Passage given:
FIG. 10 is a detail drawing of a shim disk for use with the perforated membrane closure.

FIG. 11 shows a cross section of the perforated membrane closure with the shim disk sealed beneath a tear-away plastic cap.

FIG. 12 shows a releasable membrane closure with differential adhesive.

FIG. 13 shows the releasable membrane closure opening to release water from the bottle.

FIG. 14 shows a cross section of a membrane closure with a weighted disk which aids in the release of the membrane seal.

FIG. 15 shows a cross section of a membrane closure mounted on an insert ring within the neck of a bottle.

FIG. 16A & 16B illustrate a first method of creating a hydraulic shock wave to open the membrane seal.

FIG. 17A & 17B illustrate a second method of creating a hydraulic shock wave to open the membrane seal.

FIG. 18A & 18B illustrate a third method of creating a hydraulic shock wave to open the membrane seal.

DETAILED DESCRIPTION OF THE PREFERRED EMBODIMENTS

As mentioned previously, the present invention is designed for use with a water bottle which is made of a rigid material. Water bottles for household and office water dispensers are commonly made in 3 gallon and 5 gallon sizes. The geometry of current water bottles varies from cylindrical to cubic. The preferred material for such water bottles is a rigid polymer, most commonly polycarbonate, but other rigid materials such as glass, polyethylene terephthalate or rigid PVC can also be used. The rigidity of the bottle material strongly resists squeezing of the bottle, which makes prior art methods that rely on squeezing a bottle to open a releasable seal ineffective. Because of the universal acceptance of rigid water bottles for water dispensers, it is important to devise a method of avoiding water spillage which is compatible with these rigid containers.

FIG. 1 shows a folded membrane closure 10 as it is being formed. The membrane 12 can be made of almost any thin, flexible water-impermeable material, such as paper, waxed paper, plastic or aluminum foil. Aluminum foil with a thickness of 0.7 to 1.3 mils (thousandths of an inch) is the preferred material. The aluminum foil can be laminated with a polymeric layer to improve its barrier properties and to improve tear and puncture resistance. A laminate of approximately 1.0 mil thick aluminum foil with a 0.5 mil layer of low density polyethylene laminated on one or both sides has been found to be highly effective. A laminate of approximately 1.2 mil thick aluminum foil laminated on one or both sides with approximately 0.3 to 0.6 mils of saran (vinylidene chloride copolymer) has also been found to be highly effective. To form the folded membrane closure 10, the membrane 12 is first formed into a tube of approximately the same diameter as the neck 14 of the water bottle 16. The membrane 12 may be formed as a continuous tube, as by plastic extrusion, or a flat sheet of membrane material 12 may be wrapped into a tube and the edges 18 folded together or adhesively sealed to form a tube. Next, gussets 11 are folded on opposite sides of the tube, the tube is flattened out and the flattened tube is folded repeatedly. The folds may be made in a zig-zag pattern or folded repeatedly in one direction to form a roll 20 of membrane material which lays flat against the neck 14 of the bottle as shown in FIG. 2. Another effective way to complete the seal is by rolling the flattened tube around a small diameter cylindrical rod to form the roll 20 of membrane material without creases.

Exercise 1: According to the passage on water bottle membrane closures, what thickness of aluminum foil is preferred for the membrane?
Exercise 2: Carry on the passage on water bottle membrane closures, picking up after its final sentence.

Supplied records:
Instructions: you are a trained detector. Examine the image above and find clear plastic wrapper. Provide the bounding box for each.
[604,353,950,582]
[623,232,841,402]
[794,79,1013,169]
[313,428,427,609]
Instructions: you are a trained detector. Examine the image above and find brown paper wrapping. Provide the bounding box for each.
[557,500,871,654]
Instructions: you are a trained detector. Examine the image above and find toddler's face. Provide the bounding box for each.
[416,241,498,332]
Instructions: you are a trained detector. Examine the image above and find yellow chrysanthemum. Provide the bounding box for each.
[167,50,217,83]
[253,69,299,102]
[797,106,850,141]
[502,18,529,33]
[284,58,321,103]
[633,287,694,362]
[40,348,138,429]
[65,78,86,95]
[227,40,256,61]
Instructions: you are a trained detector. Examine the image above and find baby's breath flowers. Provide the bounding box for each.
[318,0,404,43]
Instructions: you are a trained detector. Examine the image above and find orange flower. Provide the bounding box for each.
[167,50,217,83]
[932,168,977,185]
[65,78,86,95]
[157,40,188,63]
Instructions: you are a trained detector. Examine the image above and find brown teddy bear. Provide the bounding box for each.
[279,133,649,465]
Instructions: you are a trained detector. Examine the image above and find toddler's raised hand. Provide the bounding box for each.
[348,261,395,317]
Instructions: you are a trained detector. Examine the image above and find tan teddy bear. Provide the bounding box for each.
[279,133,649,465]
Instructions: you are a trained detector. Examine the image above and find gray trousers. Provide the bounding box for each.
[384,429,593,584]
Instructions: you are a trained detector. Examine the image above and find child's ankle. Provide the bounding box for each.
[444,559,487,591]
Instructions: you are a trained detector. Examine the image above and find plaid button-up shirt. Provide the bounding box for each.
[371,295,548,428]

Expected answer 1: 0.7 to 1.3 mils (thousandths of an inch).

Expected answer 2:
The folded membrane seal 10 may be formed directly on the neck of the bottle, or it may be formed separately and later attached to the bottle neck 14. The membrane 12 can be attached to the bottle neck 14 by gluing, attaching with an elastic band 22 or attaching with a ring of heat shrink material. Once the folded membrane seal 10 is attached, the bottle neck 14 can be covered with a cap 24 which may be a tear-away plastic cap like those in current use.

When it is time to change the water bottle 16, the user first removes the plastic cap 24. The user lifts the water bottle 16, inverts it and places it over the water dispenser. Then the user induces a hydraulic shock wave in the water within the bottle, using one of the methods that will be described is detail below. The hydraulic shock wave causes the folded seal 10 to unfold as shown in FIG. 3A, until it releases the water from the bottle as shown in FIG. 3B.

If desired, the folded membrane seal 10 can be modified by adding a weak adhesive in between the folds that will increase the resistance to unfolding, which makes the seal insensitive to inadvertent shocks during shipping and storage. Other ways of increasing the resistance to unfolding include heat setting the membrane 12 in the folded condition to create a memory in the material which resists unfolding, and embossing the material with a pattern that increases the stiffness of the membrane or causes a temporary adhesion between the sides of the membrane.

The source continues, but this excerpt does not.